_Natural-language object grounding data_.
· · · ·

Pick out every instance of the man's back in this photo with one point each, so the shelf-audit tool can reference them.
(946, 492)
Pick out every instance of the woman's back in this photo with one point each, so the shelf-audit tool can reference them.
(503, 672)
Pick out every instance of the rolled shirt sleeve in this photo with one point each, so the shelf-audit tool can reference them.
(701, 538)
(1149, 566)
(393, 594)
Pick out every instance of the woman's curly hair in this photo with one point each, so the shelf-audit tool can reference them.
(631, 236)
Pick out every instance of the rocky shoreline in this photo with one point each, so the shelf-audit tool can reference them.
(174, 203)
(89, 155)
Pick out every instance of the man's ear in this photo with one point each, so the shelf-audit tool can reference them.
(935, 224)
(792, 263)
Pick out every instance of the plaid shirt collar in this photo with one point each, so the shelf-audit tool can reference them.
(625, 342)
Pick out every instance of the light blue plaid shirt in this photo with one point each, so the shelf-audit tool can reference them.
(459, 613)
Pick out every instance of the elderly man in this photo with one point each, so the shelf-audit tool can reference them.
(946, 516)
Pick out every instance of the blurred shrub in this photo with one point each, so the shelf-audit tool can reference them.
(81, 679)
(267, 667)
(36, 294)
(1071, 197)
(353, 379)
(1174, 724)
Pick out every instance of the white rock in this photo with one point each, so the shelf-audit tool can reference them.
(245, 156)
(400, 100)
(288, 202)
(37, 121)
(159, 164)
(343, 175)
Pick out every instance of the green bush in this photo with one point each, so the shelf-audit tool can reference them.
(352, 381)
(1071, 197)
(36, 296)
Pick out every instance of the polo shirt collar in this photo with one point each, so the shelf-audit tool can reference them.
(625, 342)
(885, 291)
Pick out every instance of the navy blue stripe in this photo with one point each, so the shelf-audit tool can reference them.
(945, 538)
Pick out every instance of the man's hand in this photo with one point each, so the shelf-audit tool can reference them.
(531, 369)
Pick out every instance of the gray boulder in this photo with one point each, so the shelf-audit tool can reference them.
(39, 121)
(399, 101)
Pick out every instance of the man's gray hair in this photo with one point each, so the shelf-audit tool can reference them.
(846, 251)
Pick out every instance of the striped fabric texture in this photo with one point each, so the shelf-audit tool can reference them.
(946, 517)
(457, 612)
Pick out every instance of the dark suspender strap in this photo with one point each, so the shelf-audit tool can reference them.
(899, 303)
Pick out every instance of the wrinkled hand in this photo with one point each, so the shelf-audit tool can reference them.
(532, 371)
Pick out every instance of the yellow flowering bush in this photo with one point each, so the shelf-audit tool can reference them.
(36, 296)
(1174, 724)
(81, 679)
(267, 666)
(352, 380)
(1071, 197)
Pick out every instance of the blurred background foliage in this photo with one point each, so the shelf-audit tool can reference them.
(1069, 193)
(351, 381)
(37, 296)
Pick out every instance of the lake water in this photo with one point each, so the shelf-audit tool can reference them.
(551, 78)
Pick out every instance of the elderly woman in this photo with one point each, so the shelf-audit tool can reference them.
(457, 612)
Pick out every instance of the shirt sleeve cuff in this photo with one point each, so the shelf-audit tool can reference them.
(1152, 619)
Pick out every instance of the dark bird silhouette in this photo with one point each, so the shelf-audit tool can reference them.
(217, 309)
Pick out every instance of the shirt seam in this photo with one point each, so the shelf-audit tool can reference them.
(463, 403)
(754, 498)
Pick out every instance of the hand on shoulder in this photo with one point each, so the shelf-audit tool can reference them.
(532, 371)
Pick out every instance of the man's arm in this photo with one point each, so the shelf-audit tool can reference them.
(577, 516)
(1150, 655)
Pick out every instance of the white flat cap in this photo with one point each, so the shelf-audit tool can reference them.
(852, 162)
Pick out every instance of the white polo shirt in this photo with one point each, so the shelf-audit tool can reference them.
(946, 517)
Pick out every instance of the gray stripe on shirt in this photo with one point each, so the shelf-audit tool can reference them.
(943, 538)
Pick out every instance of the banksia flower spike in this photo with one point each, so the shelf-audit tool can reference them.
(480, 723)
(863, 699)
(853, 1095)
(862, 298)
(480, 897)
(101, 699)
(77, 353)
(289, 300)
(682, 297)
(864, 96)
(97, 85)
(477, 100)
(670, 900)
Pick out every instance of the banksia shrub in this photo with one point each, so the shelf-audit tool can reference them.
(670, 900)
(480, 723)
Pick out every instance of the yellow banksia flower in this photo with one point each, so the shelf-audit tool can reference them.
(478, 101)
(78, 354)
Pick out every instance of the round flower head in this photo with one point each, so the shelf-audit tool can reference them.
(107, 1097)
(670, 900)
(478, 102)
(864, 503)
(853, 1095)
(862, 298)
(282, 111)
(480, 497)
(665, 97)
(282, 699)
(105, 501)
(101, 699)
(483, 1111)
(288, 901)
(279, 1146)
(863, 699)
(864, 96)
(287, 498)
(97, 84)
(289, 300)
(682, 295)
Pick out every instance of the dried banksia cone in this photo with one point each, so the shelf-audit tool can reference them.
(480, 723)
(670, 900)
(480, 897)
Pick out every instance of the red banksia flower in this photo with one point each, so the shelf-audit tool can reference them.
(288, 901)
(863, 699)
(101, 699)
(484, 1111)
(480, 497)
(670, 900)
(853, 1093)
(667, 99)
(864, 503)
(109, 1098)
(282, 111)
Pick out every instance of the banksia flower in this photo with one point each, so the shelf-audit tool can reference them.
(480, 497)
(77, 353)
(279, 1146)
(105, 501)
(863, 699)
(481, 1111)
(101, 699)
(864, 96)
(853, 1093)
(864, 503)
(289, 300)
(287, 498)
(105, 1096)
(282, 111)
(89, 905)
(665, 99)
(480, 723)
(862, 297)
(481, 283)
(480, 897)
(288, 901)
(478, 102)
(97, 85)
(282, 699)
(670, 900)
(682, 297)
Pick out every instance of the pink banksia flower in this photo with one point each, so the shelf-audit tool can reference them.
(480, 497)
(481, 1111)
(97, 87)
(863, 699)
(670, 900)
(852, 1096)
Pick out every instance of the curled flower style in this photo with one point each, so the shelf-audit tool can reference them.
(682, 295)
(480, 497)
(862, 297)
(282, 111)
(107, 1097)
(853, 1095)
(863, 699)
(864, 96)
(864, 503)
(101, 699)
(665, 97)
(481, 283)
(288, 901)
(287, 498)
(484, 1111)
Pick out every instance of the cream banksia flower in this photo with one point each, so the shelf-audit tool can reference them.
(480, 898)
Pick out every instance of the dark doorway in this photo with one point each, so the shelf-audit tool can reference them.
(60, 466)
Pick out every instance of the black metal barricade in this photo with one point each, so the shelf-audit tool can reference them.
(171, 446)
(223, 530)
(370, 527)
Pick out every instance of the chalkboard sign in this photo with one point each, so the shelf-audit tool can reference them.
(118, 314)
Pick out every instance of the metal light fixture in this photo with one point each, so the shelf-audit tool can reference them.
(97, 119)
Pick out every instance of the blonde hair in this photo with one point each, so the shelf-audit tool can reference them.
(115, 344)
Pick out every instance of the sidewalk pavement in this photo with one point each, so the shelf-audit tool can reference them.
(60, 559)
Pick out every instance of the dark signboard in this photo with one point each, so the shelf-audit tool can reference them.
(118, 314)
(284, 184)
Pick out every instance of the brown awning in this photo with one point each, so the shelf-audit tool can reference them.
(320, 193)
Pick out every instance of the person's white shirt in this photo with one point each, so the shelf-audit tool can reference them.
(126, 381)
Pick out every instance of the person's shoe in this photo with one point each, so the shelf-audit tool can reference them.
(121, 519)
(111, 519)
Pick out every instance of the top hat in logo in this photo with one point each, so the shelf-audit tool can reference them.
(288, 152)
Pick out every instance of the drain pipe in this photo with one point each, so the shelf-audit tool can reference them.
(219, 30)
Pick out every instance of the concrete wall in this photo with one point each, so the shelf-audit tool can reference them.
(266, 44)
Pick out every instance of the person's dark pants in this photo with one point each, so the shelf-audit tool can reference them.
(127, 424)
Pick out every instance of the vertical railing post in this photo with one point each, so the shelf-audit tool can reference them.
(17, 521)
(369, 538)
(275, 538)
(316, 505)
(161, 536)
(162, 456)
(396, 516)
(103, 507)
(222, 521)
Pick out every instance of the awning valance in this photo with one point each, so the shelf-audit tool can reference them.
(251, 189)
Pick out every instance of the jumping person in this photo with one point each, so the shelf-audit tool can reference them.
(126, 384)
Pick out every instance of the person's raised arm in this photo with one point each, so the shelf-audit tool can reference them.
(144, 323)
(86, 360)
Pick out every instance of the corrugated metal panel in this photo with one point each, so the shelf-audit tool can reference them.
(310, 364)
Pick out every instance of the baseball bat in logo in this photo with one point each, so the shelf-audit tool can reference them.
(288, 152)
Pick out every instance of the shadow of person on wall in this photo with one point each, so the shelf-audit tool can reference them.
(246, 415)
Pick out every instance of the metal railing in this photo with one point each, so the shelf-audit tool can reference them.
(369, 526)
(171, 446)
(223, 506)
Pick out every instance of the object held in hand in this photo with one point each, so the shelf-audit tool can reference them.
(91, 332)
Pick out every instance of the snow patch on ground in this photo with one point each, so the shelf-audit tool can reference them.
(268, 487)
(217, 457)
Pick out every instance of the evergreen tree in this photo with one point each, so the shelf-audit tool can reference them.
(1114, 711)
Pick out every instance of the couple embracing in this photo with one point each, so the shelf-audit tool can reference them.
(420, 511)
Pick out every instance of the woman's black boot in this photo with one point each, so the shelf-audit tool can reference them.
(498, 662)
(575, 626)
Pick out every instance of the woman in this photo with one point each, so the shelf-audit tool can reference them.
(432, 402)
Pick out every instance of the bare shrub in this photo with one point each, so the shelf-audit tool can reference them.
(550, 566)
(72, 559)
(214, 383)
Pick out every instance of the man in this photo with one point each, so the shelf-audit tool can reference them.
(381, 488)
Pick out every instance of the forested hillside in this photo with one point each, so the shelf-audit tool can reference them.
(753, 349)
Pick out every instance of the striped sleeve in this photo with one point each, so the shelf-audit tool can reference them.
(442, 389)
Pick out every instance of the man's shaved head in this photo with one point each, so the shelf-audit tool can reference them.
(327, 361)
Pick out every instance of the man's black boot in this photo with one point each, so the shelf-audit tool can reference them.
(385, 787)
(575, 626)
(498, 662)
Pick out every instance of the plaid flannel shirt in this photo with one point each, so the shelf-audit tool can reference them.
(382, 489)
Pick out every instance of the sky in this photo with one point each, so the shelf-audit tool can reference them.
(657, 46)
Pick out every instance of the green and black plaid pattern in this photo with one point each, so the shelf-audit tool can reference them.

· · · ·

_Your goal_.
The lines from the one containing "Pick out every instance of the plaid flannel" through the end of the data are to be copied exactly, the first and last of them included.

_Task answer_.
Pick out every instance of the plaid flannel shirt in this photo with one point each, so the shelf-audit tool can reference them.
(382, 489)
Pick out every instance of the sky in this photo with one point each, so the shelf-audit tool can reference them.
(657, 46)
Pick out every instance of the green and black plaid pattern in this photo with one point each, so the shelf-audit tool can reference them.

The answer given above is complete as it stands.